Problem description:
Pictures in the listing should not be copied. Reproduce, word for word, each line from the one holding "Exercise. Put one point on every instance of the corner" through the final line.
* * * *
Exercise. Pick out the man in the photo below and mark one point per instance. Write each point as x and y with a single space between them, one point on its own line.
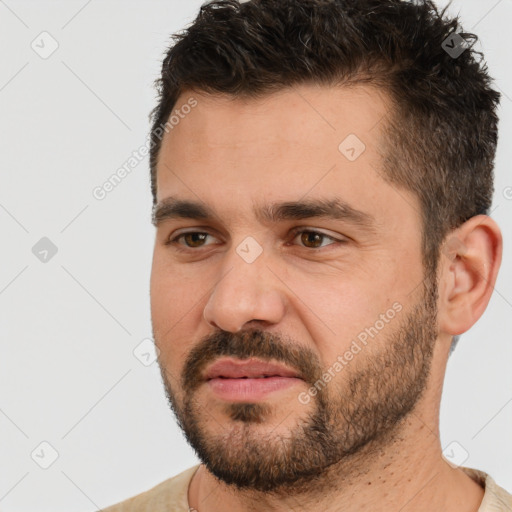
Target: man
321 173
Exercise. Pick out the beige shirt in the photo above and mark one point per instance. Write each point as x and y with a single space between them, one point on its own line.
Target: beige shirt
171 495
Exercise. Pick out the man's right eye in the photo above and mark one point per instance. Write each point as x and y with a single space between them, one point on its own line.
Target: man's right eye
191 239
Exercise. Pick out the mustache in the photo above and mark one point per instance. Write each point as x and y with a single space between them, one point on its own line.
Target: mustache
246 344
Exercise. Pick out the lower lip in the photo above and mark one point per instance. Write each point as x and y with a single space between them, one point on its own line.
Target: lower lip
249 389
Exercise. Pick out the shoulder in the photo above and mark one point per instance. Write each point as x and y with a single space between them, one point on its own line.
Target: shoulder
168 496
495 498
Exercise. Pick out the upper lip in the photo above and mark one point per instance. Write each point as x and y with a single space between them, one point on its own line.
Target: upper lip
239 368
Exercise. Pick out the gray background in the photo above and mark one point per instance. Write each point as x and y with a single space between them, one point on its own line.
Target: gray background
69 326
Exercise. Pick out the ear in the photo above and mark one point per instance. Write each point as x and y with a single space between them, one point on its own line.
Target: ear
468 267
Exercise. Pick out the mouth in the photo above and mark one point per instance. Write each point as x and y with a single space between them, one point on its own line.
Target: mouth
245 380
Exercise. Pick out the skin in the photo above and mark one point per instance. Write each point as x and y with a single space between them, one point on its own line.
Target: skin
232 154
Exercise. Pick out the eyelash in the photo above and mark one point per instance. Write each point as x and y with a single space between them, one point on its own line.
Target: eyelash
294 233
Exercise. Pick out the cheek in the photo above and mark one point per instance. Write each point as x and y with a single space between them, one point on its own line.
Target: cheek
176 312
343 309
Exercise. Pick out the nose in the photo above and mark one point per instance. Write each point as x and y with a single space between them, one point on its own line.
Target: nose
246 293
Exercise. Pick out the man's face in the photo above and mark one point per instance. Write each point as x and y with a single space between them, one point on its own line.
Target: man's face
288 342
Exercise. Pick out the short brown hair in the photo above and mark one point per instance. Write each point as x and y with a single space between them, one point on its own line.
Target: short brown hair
442 133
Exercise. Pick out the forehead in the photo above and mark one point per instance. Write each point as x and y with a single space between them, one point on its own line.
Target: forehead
308 140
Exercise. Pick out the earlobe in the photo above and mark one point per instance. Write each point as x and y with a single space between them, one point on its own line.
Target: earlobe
468 267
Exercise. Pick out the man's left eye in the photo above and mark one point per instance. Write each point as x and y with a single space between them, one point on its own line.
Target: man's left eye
313 239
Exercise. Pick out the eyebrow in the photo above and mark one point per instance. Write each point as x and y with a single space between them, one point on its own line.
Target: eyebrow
175 208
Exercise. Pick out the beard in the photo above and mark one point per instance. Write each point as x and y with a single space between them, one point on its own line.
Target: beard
343 424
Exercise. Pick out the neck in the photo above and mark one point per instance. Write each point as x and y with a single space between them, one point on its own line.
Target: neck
405 472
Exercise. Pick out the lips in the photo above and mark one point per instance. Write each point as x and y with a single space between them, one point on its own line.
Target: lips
248 369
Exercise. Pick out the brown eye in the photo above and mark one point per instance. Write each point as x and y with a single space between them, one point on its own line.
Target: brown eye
194 239
311 239
314 239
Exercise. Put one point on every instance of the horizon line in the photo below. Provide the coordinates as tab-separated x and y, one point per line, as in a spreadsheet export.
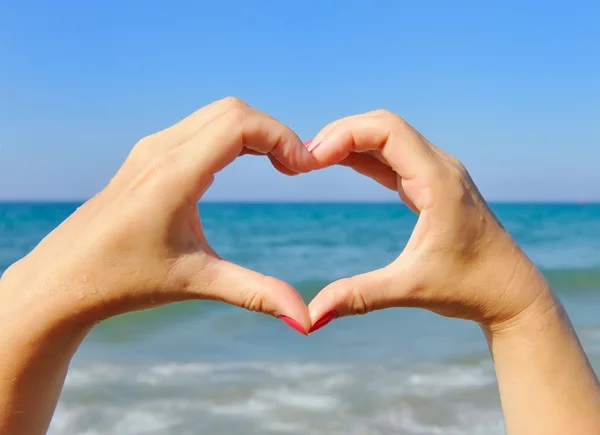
316	201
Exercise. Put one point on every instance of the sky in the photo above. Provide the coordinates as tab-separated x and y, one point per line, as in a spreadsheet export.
511	88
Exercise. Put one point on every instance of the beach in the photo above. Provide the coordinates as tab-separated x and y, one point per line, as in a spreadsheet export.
205	367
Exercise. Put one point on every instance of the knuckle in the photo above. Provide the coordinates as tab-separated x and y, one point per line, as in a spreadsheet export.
253	301
358	302
387	114
233	103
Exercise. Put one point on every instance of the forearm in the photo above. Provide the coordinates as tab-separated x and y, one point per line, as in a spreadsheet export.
547	385
37	342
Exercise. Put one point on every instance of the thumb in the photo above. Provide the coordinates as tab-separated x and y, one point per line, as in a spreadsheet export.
359	294
236	285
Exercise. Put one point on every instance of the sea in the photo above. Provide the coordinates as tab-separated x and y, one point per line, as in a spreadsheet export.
208	368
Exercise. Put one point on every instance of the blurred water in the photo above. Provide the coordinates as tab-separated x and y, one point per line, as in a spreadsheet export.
203	367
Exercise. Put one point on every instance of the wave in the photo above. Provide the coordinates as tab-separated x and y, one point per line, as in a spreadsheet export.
263	397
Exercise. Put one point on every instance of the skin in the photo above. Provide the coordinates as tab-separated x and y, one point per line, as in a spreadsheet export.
140	244
460	262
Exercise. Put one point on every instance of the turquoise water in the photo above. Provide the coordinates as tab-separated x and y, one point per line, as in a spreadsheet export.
203	367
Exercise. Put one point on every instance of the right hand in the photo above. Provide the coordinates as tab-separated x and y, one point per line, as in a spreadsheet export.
459	262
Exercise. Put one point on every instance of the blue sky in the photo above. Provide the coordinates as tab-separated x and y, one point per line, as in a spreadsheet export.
512	88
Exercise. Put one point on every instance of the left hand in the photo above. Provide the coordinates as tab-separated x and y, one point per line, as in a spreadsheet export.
140	243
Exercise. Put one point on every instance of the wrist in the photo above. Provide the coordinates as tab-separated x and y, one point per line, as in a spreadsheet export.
30	306
533	307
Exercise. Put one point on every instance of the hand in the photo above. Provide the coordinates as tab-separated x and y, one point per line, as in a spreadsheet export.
140	243
459	261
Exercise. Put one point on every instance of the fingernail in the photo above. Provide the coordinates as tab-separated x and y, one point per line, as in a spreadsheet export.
293	324
323	321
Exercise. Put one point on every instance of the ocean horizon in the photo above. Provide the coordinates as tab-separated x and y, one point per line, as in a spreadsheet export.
205	367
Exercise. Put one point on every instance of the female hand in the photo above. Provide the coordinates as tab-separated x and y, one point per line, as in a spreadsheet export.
140	243
459	261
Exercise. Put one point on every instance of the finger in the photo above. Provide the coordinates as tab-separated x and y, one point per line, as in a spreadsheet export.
221	141
236	285
187	127
331	126
359	294
398	143
280	166
371	167
217	145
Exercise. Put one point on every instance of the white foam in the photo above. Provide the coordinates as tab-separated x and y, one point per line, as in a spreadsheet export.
278	397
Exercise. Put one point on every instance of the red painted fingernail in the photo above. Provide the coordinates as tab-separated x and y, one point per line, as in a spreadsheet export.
323	321
293	324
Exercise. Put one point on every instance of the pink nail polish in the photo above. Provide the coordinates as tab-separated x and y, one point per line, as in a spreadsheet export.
323	321
293	324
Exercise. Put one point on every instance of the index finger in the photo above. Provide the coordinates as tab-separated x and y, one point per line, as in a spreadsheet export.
221	141
399	144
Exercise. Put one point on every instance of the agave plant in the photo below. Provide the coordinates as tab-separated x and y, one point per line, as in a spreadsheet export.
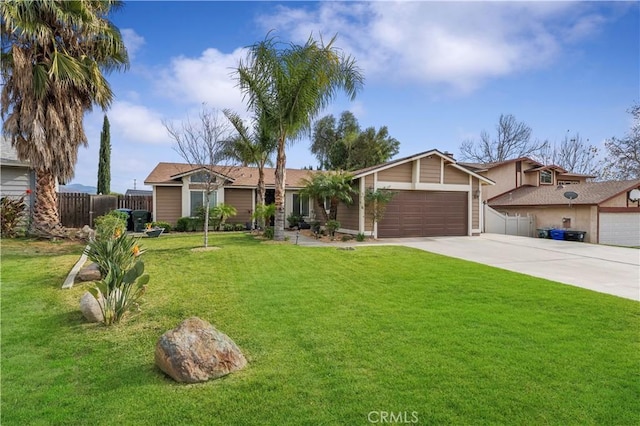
120	291
121	250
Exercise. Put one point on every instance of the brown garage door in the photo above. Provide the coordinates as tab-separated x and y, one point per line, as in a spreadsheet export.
425	214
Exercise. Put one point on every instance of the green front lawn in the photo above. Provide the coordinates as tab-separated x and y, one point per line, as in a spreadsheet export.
331	336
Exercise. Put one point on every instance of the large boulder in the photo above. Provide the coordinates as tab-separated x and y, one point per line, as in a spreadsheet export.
90	307
89	273
196	352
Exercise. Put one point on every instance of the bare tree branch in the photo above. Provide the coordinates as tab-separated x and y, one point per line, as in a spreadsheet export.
513	140
201	144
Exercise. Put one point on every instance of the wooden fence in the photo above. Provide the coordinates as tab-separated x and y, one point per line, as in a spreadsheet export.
77	210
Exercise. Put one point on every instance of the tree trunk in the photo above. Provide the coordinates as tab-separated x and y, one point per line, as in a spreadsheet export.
333	209
278	229
321	213
206	217
261	194
46	218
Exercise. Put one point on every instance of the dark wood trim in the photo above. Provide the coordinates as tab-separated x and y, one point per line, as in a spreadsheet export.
619	210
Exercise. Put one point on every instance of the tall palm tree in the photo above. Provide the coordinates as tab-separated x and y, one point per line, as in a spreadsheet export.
54	53
291	84
252	148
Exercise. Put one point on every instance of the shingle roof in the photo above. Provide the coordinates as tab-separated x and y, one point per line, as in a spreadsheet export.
588	193
8	154
485	166
164	174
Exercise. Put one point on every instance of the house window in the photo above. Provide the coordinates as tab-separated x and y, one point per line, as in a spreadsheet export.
300	205
197	201
200	177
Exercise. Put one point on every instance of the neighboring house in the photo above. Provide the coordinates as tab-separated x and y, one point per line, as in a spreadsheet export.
434	195
138	193
511	174
16	177
608	211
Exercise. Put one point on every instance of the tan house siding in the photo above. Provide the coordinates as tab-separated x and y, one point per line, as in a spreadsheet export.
168	204
400	173
621	200
505	179
430	169
348	214
475	204
241	199
455	176
368	181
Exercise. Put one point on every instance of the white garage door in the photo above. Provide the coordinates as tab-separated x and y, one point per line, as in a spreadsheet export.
621	229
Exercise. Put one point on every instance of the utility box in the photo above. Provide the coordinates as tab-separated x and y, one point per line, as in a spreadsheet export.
129	218
140	219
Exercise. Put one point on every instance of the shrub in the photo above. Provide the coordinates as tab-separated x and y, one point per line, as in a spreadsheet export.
111	224
268	233
187	224
332	226
120	252
294	220
119	291
11	214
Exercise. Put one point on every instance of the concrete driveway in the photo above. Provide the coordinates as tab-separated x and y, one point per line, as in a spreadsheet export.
605	269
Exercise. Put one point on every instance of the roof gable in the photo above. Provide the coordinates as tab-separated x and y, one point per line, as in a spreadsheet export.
394	163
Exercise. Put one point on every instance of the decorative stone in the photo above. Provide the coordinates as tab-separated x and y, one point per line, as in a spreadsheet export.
90	308
196	351
89	273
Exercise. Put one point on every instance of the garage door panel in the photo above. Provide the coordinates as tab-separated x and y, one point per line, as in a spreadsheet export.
425	214
622	229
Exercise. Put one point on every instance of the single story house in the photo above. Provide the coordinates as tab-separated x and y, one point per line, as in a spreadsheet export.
609	212
177	191
434	196
16	176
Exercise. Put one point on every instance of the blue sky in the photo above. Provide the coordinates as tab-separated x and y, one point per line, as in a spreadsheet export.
437	73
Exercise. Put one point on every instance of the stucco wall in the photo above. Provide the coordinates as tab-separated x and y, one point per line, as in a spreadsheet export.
583	218
348	215
168	206
241	199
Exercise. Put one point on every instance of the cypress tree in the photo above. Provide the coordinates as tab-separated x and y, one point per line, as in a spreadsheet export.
104	162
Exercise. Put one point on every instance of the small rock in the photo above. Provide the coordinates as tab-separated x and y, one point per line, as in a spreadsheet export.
196	352
89	273
90	308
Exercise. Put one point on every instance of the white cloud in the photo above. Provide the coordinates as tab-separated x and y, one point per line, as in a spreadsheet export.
206	79
458	44
137	123
132	41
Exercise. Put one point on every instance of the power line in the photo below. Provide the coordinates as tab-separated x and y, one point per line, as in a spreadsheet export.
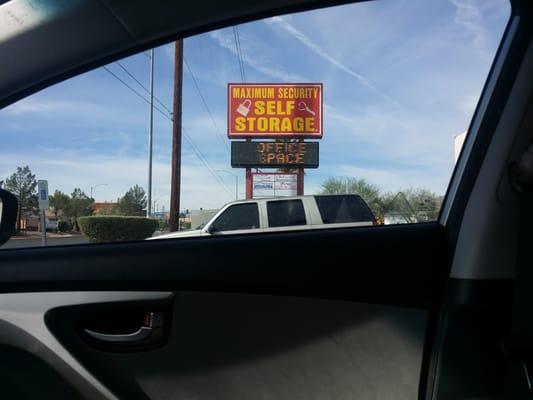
195	148
134	91
141	85
205	104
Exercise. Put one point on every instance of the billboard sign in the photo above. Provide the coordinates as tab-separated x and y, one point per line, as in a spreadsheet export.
273	185
274	155
274	110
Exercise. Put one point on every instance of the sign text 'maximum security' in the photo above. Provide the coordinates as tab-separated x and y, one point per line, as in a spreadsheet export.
270	92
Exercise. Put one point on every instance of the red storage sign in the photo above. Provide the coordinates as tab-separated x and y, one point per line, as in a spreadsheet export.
274	110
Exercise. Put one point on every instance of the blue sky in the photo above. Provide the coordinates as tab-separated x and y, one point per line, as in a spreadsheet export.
401	79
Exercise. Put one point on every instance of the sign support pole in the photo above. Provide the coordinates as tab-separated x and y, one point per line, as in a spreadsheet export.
249	184
43	227
300	182
300	178
175	184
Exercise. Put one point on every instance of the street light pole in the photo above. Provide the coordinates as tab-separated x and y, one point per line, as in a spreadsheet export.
236	182
150	135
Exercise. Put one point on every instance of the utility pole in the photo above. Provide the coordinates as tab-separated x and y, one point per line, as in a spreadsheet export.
150	136
175	185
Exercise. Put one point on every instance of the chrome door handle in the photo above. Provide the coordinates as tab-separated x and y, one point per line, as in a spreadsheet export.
152	322
142	334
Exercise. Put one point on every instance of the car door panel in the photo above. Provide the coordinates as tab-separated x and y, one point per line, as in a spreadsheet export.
387	265
286	315
238	346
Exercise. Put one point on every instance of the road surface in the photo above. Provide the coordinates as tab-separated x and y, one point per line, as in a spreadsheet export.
36	242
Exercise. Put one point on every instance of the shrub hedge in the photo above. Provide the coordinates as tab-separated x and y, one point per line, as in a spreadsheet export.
107	228
64	226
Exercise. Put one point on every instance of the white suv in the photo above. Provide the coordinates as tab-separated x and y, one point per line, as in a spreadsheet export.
283	214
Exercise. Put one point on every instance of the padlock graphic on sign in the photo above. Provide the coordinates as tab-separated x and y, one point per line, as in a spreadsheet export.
244	107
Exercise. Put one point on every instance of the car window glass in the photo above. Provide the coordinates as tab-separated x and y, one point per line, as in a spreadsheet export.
285	213
241	216
343	209
372	99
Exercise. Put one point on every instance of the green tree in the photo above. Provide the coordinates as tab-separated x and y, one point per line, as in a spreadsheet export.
369	192
23	185
60	202
133	203
80	206
412	205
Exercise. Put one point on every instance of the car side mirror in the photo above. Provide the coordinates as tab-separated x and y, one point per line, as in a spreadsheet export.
8	215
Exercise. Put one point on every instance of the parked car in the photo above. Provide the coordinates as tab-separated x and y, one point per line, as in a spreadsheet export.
285	213
52	226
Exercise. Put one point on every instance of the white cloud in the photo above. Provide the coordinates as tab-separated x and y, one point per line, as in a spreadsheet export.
225	40
72	170
307	42
468	16
34	105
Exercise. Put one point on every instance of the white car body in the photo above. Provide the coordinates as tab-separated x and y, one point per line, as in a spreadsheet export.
312	214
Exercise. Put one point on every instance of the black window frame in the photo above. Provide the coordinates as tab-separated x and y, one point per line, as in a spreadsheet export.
286	201
258	220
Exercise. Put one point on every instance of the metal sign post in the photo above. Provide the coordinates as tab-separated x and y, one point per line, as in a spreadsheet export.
42	187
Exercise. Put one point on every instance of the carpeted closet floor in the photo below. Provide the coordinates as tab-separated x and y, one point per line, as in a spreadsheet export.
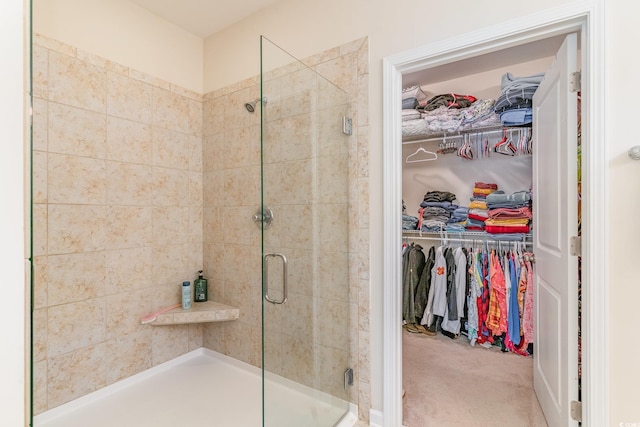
448	383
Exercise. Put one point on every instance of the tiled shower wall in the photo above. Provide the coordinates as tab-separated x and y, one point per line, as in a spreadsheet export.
117	219
121	160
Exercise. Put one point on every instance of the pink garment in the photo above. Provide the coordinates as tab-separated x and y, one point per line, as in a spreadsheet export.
510	213
527	317
497	317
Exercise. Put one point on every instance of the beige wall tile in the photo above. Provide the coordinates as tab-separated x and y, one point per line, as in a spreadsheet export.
238	226
128	355
333	325
39	229
213	148
175	112
39	177
241	186
129	184
195	188
76	180
128	98
76	131
298	317
170	187
76	228
171	148
299	229
40	281
129	141
195	154
213	115
297	356
76	277
168	267
196	216
170	225
333	276
65	382
248	140
40	67
39	343
123	313
77	83
243	297
235	115
128	269
40	124
128	227
213	188
75	326
331	366
244	342
39	387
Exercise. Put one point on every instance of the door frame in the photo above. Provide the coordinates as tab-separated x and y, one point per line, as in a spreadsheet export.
586	17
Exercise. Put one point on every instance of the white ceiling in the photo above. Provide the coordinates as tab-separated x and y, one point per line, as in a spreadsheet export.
203	17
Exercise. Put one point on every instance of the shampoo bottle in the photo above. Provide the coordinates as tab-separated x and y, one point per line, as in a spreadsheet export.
200	285
186	295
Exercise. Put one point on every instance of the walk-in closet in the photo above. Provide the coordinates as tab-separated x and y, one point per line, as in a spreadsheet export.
490	302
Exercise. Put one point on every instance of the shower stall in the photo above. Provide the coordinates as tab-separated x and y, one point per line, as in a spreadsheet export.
137	185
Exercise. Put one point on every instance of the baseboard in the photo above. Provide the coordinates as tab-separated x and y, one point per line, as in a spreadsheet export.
375	418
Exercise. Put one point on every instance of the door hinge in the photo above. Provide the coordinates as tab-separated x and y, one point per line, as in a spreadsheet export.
576	411
575	246
574	82
347	128
348	378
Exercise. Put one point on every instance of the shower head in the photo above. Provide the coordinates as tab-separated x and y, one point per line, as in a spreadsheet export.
251	106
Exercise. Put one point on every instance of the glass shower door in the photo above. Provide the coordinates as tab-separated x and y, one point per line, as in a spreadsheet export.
306	311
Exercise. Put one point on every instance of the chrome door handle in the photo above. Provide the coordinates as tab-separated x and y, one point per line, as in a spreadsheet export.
265	278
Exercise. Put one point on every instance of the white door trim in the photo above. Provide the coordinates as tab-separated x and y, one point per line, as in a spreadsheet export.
584	16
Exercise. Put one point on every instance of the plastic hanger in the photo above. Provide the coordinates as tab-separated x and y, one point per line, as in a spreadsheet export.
419	151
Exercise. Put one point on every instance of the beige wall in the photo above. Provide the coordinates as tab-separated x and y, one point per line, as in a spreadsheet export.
117	214
624	196
121	30
14	387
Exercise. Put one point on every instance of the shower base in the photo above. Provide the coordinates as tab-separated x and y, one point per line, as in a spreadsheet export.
200	389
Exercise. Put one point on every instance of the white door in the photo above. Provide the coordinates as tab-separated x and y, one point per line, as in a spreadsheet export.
555	221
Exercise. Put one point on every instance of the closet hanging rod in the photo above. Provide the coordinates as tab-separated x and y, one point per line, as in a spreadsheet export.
479	239
461	134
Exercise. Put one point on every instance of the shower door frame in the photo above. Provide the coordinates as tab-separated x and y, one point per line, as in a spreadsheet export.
305	250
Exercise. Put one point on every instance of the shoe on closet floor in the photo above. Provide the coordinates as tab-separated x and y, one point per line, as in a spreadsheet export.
425	331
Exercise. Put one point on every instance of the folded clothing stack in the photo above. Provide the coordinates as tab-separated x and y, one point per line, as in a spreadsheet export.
509	213
436	210
478	211
413	97
515	104
409	222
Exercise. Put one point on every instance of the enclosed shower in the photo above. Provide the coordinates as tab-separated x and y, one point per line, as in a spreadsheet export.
137	185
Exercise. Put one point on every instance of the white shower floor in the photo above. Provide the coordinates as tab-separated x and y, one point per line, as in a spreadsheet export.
201	388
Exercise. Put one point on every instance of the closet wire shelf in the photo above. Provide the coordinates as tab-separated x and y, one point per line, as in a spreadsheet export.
473	237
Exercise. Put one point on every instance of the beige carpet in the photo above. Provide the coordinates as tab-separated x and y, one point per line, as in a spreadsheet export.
450	383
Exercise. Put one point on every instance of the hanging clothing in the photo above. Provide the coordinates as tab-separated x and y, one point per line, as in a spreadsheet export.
459	286
497	316
437	300
422	292
413	264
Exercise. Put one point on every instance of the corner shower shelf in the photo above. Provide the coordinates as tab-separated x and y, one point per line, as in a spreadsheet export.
200	312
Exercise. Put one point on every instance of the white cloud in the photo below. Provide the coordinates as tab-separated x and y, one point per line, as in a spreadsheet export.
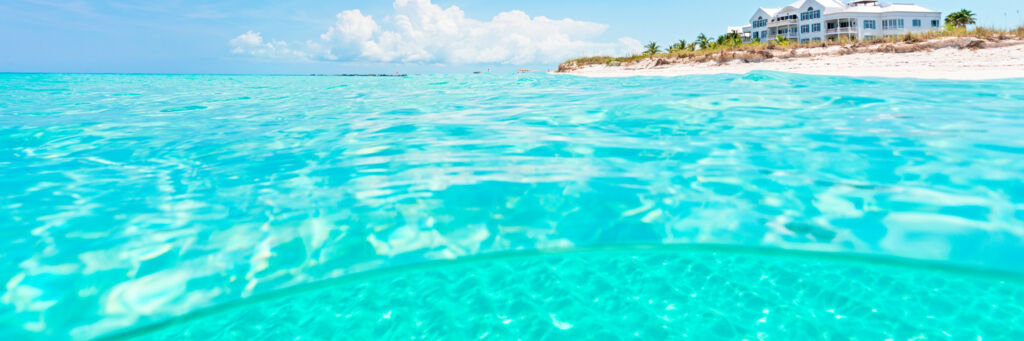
422	32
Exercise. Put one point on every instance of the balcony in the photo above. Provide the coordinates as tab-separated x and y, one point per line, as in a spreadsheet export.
842	30
779	23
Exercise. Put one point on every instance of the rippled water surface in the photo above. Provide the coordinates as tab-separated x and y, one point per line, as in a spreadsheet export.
128	200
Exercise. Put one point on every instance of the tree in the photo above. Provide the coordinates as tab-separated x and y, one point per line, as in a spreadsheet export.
* * * *
Answer to the problem:
Exercise. Put one point on every instance of the corner shower shelf in the photo above. Provide the coordinates as tab-separated x and y, one point per line, as in a spreadsheet export.
200	312
Exercise. Put one point on every instance of the white cloud in the photo below. Provide the coordinates as tab-separated x and y, one point per line, as in a spreadsheet export.
422	32
Exercise. Put one point on every instance of the balcony in the photo above. Provide the coordinates as tab-separated x and y, one point per line, as in a spreadsheet export.
842	30
779	23
Exercise. Put one point on every instance of the rippled water surface in the photo above. Provide the coordinates as tab-separated x and y, one point per line, as in a spreadsheet export.
128	200
Exercise. Put one point on every instance of the tree in the photo above. Provide the coordinates as tab-separated x and y, one point per line, as in a spreadsheet export.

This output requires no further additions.